By now, we've seen how simple it is to use classifiers out of the box, and now it's time to explore more! The top Python module for this is Scikit-learn (sklearn).

Fortunately, the creators of NLTK recognized the importance of integrating sklearn with the NLTK classifier approach. They developed the SklearnClassifier API for this purpose.

SklearnClassifier: A tool that allows the use of scikit-learn classifiers within the NLTK framework, enabling sklearn for NLP tasks.

In [1]:
import nltk
import random
from nltk.corpus import movie_reviews

# to use sklearn api:
from nltk.classify.scikitlearn import SklearnClassifier

# Importing sklearn classifiers:
from sklearn.naive_bayes import MultinomialNB, BernoulliNB
from sklearn.linear_model import LogisticRegression, SGDClassifier
from sklearn.svm import SVC, LinearSVC, NuSVC

<br><br><br>

In [2]:
documents = [(list(movie_reviews.words(fileid)), category)
             for category in movie_reviews.categories()
             for fileid in movie_reviews.fileids(category)]

In [3]:
random.shuffle(documents)

In [4]:
all_words = []

for w in movie_reviews.words():
    all_words.append(w.lower())

In [5]:
all_words = nltk.FreqDist(all_words)

In [6]:
len(all_words)

39768

In [17]:
# all_words.items()

In [7]:
word_features = list(all_words.keys())[:3000]
# word_features: This extracts the top 3,000 most frequent words from the frequency distribution and stores them in a list. 
# These top 3,000 words will be used as the features to classify whether a review is positive or negative.

In [8]:
for feat in word_features[:20]:
    print(feat)

plot
:
two
teen
couples
go
to
a
church
party
,
drink
and
then
drive
.
they
get
into
an


In [9]:
#build a quick function that will find these top 3,000 words in our positive and negative documents,
#marking their presence as either positive(true) or negative(false):

def find_features(review):
    words = set(review)

→ The exercise:
Please reproduce word for word the part of the NLTK and scikit-learn tutorial above, starting at "for fileid in" and ending at "all_words = nltk.FreqDist(all_words)".

→ Data segment:

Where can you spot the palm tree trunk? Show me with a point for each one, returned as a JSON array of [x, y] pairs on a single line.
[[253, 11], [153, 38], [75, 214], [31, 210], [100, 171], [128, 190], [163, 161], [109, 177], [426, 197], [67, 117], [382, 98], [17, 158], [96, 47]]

→ Exercise result:
for fileid in movie_reviews.fileids(category)]

In [3]:
random.shuffle(documents)

In [4]:
all_words = []

for w in movie_reviews.words():
    all_words.append(w.lower())

In [5]:
all_words = nltk.FreqDist(all_words)